● Reading text
####################

Lost and Found – Ciudad Perdida, Colombia
On the day he found the Rubik’s Cube, Jose Gabriel wore white cloth, just like normal.

Shortly after dawn Jose, a Kogui native who lives in Colombia’s northern jungles, had set off with a group of tourists heading towards Colombia’s Ciudad Perdida, or Lost City. His old comrade Gabriel Ricardo, a lover of the jungle and now a guide for tourists seeking a route to the hilltop town, had asked Jose to help shoulder the load on the final approach.
As usual, the air was damp with overnight moisture as the group set off. Jose and Gabriel both carried large packs, heavy with food for the Westerners’ two-night stay at the summit.

While Gabriel went bare-chested in the high humidity and the tourists simply sweated their way through the jungle, Jose’s outfit was a mixture of the sublime and the ridiculous.
His tunic rumpled at the shoulders and his loose trousers were tucked into a pair of good old-fashioned wellies (“Made in Croydon”). His long hair was piled up for the day inside a natty straw hat, and he carried a multi-coloured hand-woven striped shoulder bag, or mochilla. His moustache was trimmed and neat, although mirrors seemed in short supply in the jungle.

####################

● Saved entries
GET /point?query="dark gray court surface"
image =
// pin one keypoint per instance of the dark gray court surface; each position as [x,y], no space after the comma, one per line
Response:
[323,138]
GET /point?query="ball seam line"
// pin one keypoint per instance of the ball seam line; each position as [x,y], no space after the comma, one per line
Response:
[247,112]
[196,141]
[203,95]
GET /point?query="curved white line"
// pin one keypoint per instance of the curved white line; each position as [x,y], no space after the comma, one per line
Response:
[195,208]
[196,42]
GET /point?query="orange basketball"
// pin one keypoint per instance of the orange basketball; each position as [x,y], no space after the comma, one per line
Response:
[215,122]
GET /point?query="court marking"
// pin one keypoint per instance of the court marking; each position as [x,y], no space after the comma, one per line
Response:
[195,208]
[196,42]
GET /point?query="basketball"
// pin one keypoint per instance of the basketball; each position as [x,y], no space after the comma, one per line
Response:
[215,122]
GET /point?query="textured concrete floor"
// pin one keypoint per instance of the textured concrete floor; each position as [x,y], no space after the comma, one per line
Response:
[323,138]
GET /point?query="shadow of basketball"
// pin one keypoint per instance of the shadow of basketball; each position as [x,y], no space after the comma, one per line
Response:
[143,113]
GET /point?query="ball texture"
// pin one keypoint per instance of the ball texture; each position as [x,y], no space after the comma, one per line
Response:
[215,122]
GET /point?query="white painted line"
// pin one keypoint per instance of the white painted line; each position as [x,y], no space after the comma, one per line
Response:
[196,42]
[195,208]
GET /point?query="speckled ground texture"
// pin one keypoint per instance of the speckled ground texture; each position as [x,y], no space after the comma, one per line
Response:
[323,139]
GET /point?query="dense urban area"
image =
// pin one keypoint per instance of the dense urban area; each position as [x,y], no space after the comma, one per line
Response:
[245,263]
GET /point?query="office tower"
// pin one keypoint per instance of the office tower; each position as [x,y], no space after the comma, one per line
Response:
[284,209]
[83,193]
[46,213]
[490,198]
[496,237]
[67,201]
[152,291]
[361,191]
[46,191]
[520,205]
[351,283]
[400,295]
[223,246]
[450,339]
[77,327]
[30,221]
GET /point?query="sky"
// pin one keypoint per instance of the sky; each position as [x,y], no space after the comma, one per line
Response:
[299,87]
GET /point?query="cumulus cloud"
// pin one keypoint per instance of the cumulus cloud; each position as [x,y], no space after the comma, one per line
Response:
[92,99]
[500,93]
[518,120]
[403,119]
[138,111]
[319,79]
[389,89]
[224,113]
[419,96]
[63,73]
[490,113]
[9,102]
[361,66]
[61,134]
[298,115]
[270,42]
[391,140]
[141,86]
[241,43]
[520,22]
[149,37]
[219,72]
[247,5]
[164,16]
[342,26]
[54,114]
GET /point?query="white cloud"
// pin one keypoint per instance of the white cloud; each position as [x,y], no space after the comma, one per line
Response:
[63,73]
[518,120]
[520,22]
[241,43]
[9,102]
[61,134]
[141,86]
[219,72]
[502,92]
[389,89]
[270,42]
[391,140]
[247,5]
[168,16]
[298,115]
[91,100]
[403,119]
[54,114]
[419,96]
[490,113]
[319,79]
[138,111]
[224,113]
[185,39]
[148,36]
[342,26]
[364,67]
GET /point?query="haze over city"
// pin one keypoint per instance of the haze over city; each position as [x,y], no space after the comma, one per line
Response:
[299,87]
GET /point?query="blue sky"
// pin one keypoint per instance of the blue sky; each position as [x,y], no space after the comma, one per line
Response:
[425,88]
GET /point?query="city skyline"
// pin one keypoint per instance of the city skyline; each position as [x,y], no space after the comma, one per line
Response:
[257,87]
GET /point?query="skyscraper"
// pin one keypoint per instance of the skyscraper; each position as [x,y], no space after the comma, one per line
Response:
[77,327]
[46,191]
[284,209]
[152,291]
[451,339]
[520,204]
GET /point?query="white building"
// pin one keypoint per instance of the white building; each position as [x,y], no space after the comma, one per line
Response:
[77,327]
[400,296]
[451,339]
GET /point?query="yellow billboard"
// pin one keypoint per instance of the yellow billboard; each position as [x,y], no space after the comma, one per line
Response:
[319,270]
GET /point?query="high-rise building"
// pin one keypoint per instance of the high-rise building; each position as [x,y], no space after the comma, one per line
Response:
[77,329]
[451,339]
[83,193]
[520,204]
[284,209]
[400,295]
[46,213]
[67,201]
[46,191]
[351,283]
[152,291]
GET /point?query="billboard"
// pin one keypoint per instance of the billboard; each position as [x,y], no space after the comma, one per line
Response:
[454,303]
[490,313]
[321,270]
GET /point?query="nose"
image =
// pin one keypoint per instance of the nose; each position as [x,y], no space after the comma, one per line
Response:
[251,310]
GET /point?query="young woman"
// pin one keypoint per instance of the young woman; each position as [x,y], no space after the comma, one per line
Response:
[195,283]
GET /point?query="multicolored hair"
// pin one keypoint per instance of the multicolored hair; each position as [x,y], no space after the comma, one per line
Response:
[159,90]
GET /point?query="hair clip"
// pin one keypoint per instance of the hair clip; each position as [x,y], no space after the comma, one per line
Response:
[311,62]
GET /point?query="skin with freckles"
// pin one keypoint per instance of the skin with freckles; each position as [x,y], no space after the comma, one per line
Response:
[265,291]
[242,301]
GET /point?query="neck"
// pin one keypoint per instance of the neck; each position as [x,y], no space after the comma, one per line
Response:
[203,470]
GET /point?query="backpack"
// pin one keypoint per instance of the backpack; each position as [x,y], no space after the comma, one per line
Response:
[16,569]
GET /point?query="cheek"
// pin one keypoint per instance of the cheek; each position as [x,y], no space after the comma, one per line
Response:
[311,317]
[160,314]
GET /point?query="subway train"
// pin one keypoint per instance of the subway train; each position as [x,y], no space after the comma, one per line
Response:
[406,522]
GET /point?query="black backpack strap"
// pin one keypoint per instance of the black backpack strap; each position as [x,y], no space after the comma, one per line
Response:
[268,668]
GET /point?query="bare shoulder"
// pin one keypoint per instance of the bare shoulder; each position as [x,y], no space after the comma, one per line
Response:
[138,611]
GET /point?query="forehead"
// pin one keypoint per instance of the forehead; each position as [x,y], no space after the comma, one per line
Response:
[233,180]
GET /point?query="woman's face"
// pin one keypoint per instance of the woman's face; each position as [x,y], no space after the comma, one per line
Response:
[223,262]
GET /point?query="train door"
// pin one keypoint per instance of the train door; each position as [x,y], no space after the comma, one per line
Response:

####################

● Prompt A
Determine whether each of the following statements agrees with the Ciudad Perdida account: (i) Jose carried a hand-woven shoulder bag; (ii) Gabriel wore a shirt during the trek; (iii) the tourists planned a two-night stay at the summit. For each, answer yes or no and quote the deciding words of the account exactly.
● Prompt B
Carry the Ciudad Perdida account forward, beginning after its final sentence.

● Written reply A
(i) Yes: "he carried a multi-coloured hand-woven striped shoulder bag, or mochilla"
(ii) No: "Gabriel went bare-chested in the high humidity"
(iii) Yes: "heavy with food for the Westerners’ two-night stay at the summit"

● Written reply B
After a morning that tested the sure-footedness of the tourists – while Jose simply skipped over rocks, steamed up near-vertical hillsides and forded knee-deep rivers without a second thought – the group rested for lunch at the foot of the 1,200 stone steps leading to the summit and the Ciudad Perdida.

It was then, as he looked over the four sweaty tourists, that Jose saw the small, multi-coloured cube. One of the tourists, the particularly sweaty one who liked to wave his big camera around, was sitting on a rock holding it between his fingers. He seemed to be turning it round and round, in a different direction each time.
Jose made eyes at the tourist. He was friendly, this tourist, and he often tried to speak in Spanish, Jose said to himself. Perhaps he will show me this strange object. The tourist approached, smiling and holding out his hand.

“Un juego,” he said: “A game.” With that the tourist began turning each side of the small cube, dazzling Jose with a bewildering array of moving colours, offering the cube to Jose so he could have a go. He demonstrated the aim of the game – when each side of the cube contains just one colour, the puzzle is complete.
“It’s very hard,” the tourist said. “It can take years to finish.”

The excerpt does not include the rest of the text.